* EXCERPT TO READ
━━━━

The Pentium (5th generation, in case the author didn't know, thus the "Pent"), DID execute x86 instructions. It was the Pentium Pro that didn't. That was the sixth generation.
CISC and RISC are not arbitary terms, and RISC is better when you have a lot of memory, that's why Intel and AMD use it for x86. They can't execute x86 instructions effectively, so they break it down to RISC type operations, and then execute it. They pay the penalty of adding additional stages in the pipeline which slows down the processor (greater branch mispredict penalty), adds size, and uses power. If they are equal, why would anyone take this penalty?
Being superscalar has nothing to do with being RISC or CISC. Admittedly, the terms aren't carved in stone, and the term can be misleading, as it's not necessarily the number of instructions that defines RISC. Even so, there are clear differences. RISC has fixed length instructions. CISC generally does not. RISC has much simpler memory addressing modes. The main difference is, RISC does not have microcoding to execute instructions - everything is done in hardware. Obviously, this strongly implies much simpler, easier to execute instructions, which make it superior today. However, code density is less for RISC, and that was very important in the 70s and early 80s when memory was not so large. Even now, better density means better performance, since you'll hit the faster caches more often.
This article is also wrong about 3D Now! It was not introduced as an alternative to SSE, SSE was introduced as an alternative to 3D Now!, which predated SSE. In reality, 3D Now! was released because the largest difference between the K6 and Intel processors was floating point. Games, or other software that could use 3D Now!, rather than relying entirely on x87 instructions, could show marked performance improvement for the K6-2. It was relatively small to implement, and in the correct workloads could show dramatic improvements. But, of course, almost no one used it.
The remarks about the dual bus are inaccurate. The reason was that motherboard bus speeds were not able to keep up with microprocessors speeds (starting with the 486DX2). Intel suffered the much slower bus speed to the L2 cache on the Pentium and Pentium MMX, but moved the L2 cache on the same processor package (but not on the same die) with the Pentium Pro. The purpose of having the separate buses was that one could access the L2 cache at a much higher speed; it wasn't limited to the 66 MHz bus speed of the motherboard. The Pentium Pro was never intended to be mainstream, and was too expensive, so Intel moved the L2 cache onto the Slot 1 cartridge, and ran it at half bus speed, which in any case was still much faster than the memory bus.
That was the main reason they went to the two buses.
That was as far as I bothered to read this. It's a pity people can't actually do fact checking when they write books, and make up weird stories that only have a passing resemblance to reality.
And then act like someone winning this misinformation is lucky. Good grief, what a perverse world ...
The Pentium (5th generation, in case the author didn't know, thus the "Pent"), DID execute x86 instructions. It was the Pentium Pro that didn't. That was the sixth generation.

━━━━

* SUPPLIED DATA
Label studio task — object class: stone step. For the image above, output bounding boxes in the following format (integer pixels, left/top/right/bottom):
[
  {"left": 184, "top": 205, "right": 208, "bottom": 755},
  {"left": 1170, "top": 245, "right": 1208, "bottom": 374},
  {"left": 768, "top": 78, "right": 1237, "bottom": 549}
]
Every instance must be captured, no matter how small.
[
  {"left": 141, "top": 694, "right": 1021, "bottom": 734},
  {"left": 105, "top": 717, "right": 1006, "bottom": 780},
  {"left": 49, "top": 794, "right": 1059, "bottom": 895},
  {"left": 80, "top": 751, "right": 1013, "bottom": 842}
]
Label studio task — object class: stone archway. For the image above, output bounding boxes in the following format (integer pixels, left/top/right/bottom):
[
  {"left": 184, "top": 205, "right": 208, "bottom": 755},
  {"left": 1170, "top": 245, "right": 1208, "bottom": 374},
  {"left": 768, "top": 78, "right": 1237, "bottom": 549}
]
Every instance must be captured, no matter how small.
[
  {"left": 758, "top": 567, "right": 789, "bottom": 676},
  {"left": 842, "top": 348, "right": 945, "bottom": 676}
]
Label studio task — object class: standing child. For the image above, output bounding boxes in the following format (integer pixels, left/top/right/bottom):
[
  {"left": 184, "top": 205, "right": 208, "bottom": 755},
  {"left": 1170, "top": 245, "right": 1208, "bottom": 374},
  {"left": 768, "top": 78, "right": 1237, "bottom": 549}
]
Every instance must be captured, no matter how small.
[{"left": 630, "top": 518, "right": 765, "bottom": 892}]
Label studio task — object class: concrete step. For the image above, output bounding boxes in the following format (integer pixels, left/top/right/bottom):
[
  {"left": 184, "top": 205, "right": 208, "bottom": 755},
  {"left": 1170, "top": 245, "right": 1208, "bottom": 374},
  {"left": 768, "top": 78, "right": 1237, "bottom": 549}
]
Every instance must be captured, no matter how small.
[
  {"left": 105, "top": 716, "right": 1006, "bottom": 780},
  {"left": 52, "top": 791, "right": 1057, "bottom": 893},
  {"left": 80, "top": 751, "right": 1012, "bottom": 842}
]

━━━━

* SET PROBLEM
Please resume the forum comment that criticizes an article on x86 processor history, writing on from its last sentence.

* OUTPUT FOR THIS EXERCISE
CISC and RISC are not arbitary terms, and RISC is better when you have a lot of memory, that's why Intel and AMD use it for x86. They can't execute x86 instructions effectively, so they break it down to RISC type operations, and then execute it. They pay the penalty of adding additional stages in the pipeline which slows down the processor (greater branch mispredict penalty), adds size, and uses power. If they are equal, why would anyone take this penalty?
Being superscalar has nothing to do with being RISC or CISC. Admittedly, the terms aren't carved in stone, and the term can be misleading, as it's not necessarily the number of instructions that defines RISC. Even so, there are clear differences. RISC has fixed length instructions. CISC generally does not. RISC has much simpler memory addressing modes. The main difference is, RISC does not have microcoding to execute instructions - everything is done in hardware. Obviously, this strongly implies much simpler, easier to execute instructions, which make it superior today. However, code density is less for RISC, and that was very important in the 70s and early 80s when memory was not so large. Even now, better density means better performance, since you'll hit the faster caches more often.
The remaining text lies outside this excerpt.